EXCERPTED DATA →

- - -

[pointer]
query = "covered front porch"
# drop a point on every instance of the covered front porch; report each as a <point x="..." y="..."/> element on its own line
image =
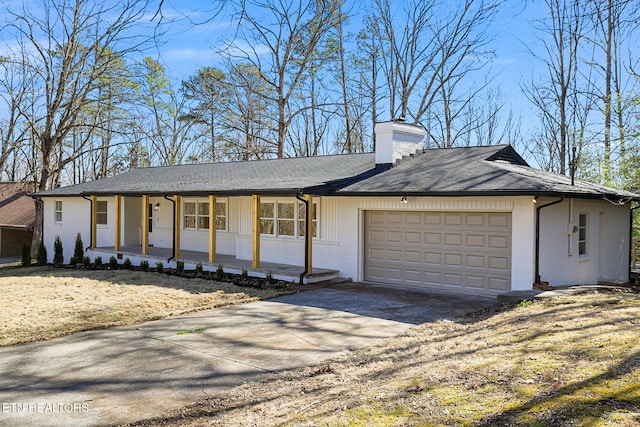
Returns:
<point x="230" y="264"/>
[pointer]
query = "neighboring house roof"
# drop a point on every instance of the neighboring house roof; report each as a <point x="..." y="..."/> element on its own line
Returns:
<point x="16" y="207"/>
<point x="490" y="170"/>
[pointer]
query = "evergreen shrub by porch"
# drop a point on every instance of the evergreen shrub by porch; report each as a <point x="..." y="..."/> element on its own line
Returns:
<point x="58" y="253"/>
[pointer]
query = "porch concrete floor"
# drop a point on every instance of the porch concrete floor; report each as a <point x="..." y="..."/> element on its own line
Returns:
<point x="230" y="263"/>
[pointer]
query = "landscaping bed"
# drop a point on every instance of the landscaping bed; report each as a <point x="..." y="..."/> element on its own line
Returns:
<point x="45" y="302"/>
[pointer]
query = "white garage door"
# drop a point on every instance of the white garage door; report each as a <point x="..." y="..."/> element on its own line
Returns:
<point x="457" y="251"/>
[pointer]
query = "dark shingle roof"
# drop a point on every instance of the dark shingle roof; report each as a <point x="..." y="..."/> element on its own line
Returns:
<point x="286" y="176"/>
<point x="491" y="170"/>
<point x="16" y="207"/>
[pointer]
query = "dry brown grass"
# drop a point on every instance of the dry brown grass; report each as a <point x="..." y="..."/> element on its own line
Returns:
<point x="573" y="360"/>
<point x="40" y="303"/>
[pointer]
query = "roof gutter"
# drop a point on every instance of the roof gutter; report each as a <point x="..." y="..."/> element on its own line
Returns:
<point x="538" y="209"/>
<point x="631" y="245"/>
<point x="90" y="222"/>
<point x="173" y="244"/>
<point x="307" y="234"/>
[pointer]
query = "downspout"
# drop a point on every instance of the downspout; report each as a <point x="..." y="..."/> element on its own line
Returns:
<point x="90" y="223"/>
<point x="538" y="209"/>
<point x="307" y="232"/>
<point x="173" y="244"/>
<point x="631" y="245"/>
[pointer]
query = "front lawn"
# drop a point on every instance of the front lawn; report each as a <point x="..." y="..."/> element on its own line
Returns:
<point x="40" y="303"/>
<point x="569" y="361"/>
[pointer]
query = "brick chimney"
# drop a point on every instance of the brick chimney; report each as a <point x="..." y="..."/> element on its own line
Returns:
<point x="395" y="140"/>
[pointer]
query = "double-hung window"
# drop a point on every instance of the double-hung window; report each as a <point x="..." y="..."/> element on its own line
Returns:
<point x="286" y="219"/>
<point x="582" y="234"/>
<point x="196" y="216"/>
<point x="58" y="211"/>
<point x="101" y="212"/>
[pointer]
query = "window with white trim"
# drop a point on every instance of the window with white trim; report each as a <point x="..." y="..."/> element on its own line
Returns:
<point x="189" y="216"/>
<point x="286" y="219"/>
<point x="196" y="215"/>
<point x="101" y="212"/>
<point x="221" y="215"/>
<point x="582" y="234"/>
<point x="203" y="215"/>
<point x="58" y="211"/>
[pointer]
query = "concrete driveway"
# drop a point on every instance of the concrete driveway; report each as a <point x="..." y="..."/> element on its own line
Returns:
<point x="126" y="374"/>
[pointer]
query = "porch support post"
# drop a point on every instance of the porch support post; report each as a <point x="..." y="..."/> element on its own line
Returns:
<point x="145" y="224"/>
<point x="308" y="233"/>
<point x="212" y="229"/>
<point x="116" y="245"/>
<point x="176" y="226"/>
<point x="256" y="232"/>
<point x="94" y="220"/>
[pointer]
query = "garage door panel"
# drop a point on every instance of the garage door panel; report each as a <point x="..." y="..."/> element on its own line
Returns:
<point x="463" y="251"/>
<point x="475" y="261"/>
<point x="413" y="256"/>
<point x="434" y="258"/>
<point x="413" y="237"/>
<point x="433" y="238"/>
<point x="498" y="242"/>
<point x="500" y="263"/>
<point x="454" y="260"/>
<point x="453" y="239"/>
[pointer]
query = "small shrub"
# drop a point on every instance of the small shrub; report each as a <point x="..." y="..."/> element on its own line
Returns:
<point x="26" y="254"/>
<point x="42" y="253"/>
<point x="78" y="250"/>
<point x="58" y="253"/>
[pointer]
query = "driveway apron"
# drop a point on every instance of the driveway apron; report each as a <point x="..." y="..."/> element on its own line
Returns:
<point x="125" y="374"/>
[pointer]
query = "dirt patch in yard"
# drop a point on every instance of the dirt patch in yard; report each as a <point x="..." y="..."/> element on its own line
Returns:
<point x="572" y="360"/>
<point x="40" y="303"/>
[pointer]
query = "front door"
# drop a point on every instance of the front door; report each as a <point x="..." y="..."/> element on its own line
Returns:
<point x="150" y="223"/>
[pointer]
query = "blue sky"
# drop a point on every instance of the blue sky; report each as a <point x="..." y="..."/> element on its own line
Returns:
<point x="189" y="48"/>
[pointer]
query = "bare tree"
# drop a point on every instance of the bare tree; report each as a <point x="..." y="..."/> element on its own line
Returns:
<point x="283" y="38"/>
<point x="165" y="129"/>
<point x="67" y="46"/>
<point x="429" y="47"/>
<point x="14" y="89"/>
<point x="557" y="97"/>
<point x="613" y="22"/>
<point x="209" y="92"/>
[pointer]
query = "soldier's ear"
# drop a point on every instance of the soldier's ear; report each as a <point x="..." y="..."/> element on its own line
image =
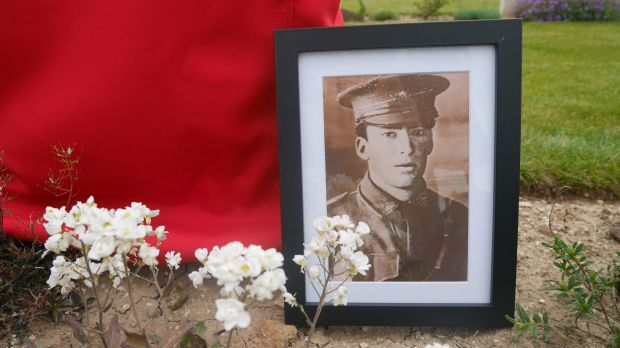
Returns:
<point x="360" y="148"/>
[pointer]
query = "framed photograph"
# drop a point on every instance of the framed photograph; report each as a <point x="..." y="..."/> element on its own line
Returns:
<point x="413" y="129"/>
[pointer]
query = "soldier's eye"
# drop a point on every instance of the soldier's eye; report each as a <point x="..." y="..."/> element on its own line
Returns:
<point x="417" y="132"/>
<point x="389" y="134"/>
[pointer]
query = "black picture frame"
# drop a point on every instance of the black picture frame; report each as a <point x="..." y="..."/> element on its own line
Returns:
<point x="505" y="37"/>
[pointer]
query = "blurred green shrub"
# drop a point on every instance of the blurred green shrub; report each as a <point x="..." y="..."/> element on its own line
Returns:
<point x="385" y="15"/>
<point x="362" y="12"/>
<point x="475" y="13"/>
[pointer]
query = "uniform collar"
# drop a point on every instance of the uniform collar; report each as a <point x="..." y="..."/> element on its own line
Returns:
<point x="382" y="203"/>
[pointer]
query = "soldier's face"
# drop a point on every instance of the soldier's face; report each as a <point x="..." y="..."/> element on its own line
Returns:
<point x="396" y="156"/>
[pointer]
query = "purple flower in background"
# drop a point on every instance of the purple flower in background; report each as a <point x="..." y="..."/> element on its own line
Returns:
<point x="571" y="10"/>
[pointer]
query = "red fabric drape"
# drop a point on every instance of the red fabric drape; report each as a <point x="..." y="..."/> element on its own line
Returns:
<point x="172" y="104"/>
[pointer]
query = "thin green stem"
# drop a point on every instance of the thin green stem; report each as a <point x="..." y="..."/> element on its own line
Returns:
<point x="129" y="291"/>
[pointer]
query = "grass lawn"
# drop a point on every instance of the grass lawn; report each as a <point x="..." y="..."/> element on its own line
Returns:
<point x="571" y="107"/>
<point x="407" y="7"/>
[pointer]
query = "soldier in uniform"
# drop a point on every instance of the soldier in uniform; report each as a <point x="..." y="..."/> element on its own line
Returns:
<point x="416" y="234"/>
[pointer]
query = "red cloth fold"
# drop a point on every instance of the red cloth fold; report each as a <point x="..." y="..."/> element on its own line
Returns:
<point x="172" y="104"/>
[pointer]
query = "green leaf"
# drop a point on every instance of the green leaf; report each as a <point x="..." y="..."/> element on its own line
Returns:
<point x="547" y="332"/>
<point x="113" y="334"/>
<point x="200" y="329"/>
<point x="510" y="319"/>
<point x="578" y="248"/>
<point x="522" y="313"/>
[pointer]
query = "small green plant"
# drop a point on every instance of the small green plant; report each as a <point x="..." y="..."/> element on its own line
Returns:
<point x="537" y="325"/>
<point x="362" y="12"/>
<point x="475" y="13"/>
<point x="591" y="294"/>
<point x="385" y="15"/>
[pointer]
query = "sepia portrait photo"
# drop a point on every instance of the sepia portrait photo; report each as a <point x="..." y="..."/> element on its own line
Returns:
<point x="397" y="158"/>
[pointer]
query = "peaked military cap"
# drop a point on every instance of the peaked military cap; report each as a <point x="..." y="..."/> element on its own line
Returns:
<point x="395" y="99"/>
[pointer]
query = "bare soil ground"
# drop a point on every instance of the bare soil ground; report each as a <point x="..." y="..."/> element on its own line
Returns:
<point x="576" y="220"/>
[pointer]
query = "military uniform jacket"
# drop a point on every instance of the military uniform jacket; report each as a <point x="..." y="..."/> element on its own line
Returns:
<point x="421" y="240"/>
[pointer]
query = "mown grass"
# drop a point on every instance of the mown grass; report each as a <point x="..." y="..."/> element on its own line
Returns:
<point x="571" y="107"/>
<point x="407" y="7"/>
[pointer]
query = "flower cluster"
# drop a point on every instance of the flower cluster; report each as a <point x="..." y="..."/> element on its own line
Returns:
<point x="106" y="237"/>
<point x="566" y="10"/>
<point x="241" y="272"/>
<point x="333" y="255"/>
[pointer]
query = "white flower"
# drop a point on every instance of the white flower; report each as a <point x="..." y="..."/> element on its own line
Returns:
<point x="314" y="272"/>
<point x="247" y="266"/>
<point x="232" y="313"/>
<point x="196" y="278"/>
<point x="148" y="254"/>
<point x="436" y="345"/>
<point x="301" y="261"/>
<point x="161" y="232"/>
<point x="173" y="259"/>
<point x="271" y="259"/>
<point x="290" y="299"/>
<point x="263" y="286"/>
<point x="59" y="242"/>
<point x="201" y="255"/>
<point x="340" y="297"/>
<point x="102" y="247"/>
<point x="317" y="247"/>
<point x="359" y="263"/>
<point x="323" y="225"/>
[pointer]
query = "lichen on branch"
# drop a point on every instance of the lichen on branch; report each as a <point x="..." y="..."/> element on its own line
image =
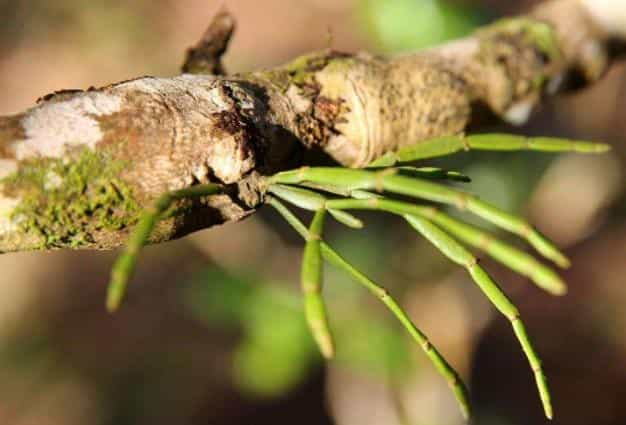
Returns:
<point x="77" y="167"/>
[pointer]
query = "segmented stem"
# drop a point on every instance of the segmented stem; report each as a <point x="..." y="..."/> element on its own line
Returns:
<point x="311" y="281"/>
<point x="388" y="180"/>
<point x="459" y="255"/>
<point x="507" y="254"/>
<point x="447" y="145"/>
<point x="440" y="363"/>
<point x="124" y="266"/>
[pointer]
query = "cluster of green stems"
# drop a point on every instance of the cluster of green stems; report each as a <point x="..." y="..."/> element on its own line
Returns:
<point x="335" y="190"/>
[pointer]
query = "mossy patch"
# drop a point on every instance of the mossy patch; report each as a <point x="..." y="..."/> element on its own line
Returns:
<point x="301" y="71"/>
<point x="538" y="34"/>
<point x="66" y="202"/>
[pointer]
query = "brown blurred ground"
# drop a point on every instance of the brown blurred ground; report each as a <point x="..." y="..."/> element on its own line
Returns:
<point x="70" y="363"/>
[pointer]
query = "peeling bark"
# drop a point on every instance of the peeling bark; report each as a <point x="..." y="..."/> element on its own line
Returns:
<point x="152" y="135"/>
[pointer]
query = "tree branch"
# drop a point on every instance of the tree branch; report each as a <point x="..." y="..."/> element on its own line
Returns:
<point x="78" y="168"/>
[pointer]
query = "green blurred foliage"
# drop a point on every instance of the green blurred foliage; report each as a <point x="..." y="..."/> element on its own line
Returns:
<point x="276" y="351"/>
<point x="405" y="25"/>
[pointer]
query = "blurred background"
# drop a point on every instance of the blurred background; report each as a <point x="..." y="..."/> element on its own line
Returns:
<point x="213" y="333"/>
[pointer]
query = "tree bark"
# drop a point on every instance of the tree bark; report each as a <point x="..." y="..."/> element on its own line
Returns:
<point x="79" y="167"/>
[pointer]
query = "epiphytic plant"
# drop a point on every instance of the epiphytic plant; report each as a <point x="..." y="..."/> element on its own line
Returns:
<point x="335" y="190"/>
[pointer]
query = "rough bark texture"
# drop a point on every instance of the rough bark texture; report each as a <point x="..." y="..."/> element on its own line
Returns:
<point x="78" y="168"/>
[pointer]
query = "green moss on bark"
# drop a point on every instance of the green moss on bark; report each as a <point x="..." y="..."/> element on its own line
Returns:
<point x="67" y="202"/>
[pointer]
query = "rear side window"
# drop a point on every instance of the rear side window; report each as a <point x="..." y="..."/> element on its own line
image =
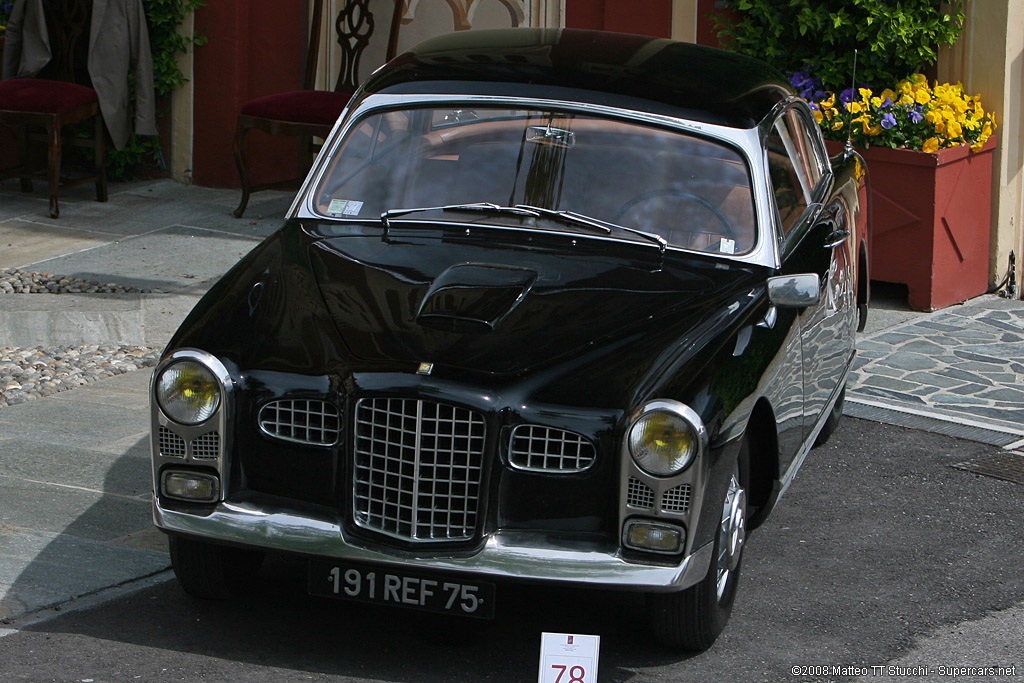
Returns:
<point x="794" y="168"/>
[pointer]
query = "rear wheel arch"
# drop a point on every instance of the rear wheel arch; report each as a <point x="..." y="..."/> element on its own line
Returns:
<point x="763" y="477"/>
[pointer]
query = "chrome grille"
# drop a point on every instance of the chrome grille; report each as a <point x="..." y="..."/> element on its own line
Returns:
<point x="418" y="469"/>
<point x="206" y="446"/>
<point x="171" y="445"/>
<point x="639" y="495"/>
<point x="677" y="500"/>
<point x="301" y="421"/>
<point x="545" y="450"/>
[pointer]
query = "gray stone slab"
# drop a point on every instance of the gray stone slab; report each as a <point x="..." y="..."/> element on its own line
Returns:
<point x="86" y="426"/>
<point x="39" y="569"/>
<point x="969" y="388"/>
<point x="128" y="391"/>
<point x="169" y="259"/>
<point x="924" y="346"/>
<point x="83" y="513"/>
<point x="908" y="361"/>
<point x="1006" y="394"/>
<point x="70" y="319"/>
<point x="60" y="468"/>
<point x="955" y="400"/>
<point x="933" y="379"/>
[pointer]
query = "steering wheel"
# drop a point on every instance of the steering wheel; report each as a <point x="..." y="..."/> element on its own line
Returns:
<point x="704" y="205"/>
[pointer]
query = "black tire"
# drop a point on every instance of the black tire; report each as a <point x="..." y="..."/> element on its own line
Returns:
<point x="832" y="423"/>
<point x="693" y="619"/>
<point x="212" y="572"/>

- - -

EXERCISE REQUIREMENTS → Locate every line in the material that contains the word "double" and copy each of those lines in full. Treat the match as case-sensitive.

THE SOLUTION →
query = "double-hung window"
# drop a point on every instance of the double-hung window; report each as a <point x="..." y="..."/> element on its own line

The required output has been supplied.